Assignment: Could you write out all the rows below again, changing every "rough mask" to "coarse mask" and leaving everything else as it is?

(Records from a data source)
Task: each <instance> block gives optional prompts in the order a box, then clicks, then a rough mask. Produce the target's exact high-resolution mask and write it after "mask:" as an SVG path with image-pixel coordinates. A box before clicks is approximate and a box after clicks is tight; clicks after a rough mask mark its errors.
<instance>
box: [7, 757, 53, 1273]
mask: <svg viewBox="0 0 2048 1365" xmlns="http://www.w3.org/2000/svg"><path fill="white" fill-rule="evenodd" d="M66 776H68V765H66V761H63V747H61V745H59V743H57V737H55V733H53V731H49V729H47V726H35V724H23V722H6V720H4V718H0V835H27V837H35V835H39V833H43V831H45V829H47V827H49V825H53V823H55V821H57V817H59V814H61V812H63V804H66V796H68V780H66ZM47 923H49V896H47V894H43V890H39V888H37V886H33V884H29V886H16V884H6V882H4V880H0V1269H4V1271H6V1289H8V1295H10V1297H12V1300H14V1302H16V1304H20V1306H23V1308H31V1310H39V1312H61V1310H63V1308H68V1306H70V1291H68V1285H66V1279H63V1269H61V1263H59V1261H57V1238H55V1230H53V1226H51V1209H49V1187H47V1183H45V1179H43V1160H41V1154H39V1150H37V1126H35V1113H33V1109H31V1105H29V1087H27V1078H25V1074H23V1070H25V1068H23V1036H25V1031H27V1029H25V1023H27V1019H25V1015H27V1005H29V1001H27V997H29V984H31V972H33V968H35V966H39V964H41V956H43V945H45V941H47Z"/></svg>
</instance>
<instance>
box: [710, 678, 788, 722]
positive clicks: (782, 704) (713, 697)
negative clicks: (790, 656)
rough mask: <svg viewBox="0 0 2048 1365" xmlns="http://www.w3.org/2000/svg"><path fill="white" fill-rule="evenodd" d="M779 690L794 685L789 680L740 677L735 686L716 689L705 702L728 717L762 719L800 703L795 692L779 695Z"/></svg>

Answer to this problem:
Task: each <instance> block gives optional prompts in the order a box, then clicks, then a coarse mask. Produce the target's exact high-resolution mask and write it after "mask:" as an SVG path with image-pixel coordinates. A box before clicks is approximate and a box after clicks is tight; clicks after a coarse mask mark its errors.
<instance>
box: [7, 757, 53, 1273]
mask: <svg viewBox="0 0 2048 1365" xmlns="http://www.w3.org/2000/svg"><path fill="white" fill-rule="evenodd" d="M66 776H68V765H66V761H63V747H61V745H59V743H57V737H55V733H53V731H49V729H47V726H35V724H23V722H6V720H4V718H0V835H27V837H35V835H39V833H43V831H45V829H47V827H49V825H53V823H55V821H57V817H59V814H61V812H63V804H66V796H68V780H66ZM47 923H49V896H47V894H43V890H39V888H37V886H33V884H29V886H16V884H6V882H4V880H0V1269H4V1271H6V1289H8V1295H10V1297H12V1300H14V1302H16V1304H20V1306H23V1308H31V1310H39V1312H61V1310H63V1308H68V1306H70V1291H68V1285H66V1279H63V1269H61V1263H59V1261H57V1238H55V1230H53V1226H51V1209H49V1187H47V1183H45V1179H43V1160H41V1154H39V1150H37V1126H35V1113H33V1109H31V1105H29V1087H27V1078H25V1074H23V1070H25V1068H23V1036H25V1031H27V1029H25V1023H27V1019H25V1015H27V1005H29V1001H27V997H29V984H31V972H33V968H35V966H39V964H41V956H43V945H45V941H47Z"/></svg>
</instance>
<instance>
box: [710, 678, 788, 722]
positive clicks: (782, 704) (713, 697)
negative clicks: (790, 656)
coarse mask: <svg viewBox="0 0 2048 1365" xmlns="http://www.w3.org/2000/svg"><path fill="white" fill-rule="evenodd" d="M779 690L794 685L789 680L740 677L735 686L716 689L705 702L728 717L762 719L800 703L795 692L779 695Z"/></svg>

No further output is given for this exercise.